● TASK DETAILS
Convert every line of the listing below into a Markdown table with the columns Row and Line, numbering the rows and skipping blank lines. Leave the pictures out of the table.

● ● ●

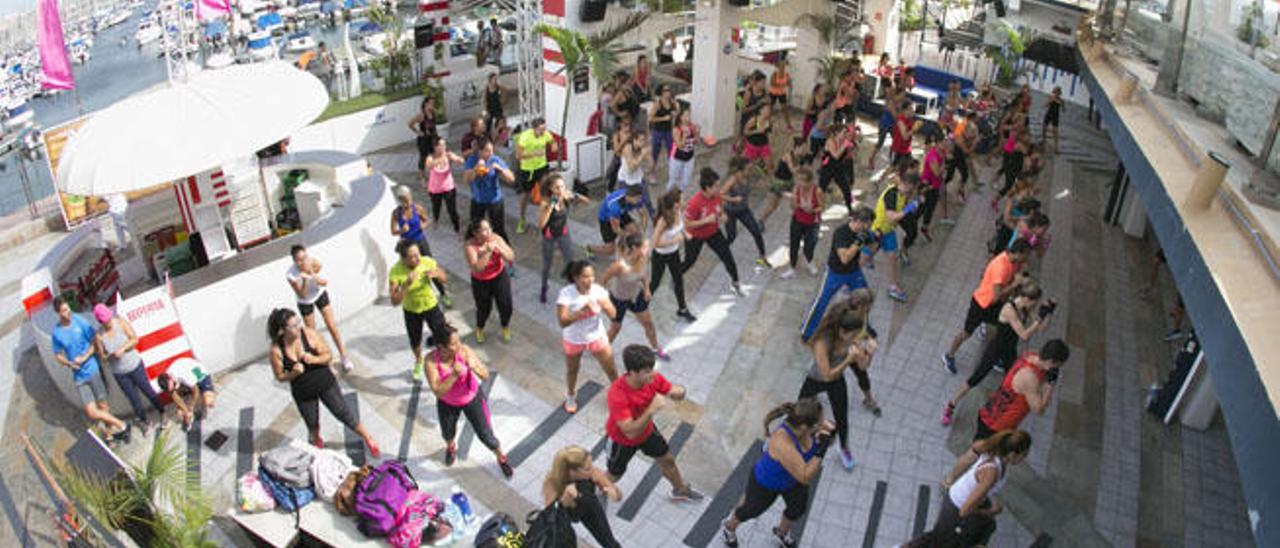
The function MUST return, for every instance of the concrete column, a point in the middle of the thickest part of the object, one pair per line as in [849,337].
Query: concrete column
[557,83]
[882,16]
[1210,177]
[714,68]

● ● ●

● WRITTEN RESPONSE
| Row | Line |
|---|---|
| 1 | The function MUST return, for every instance of the concrete column, a point in the middle of the thickest part of the object, one pair per line as in [849,337]. |
| 2 | Query: concrete column |
| 3 | [557,83] |
| 4 | [882,16] |
| 5 | [1210,177] |
| 6 | [714,68] |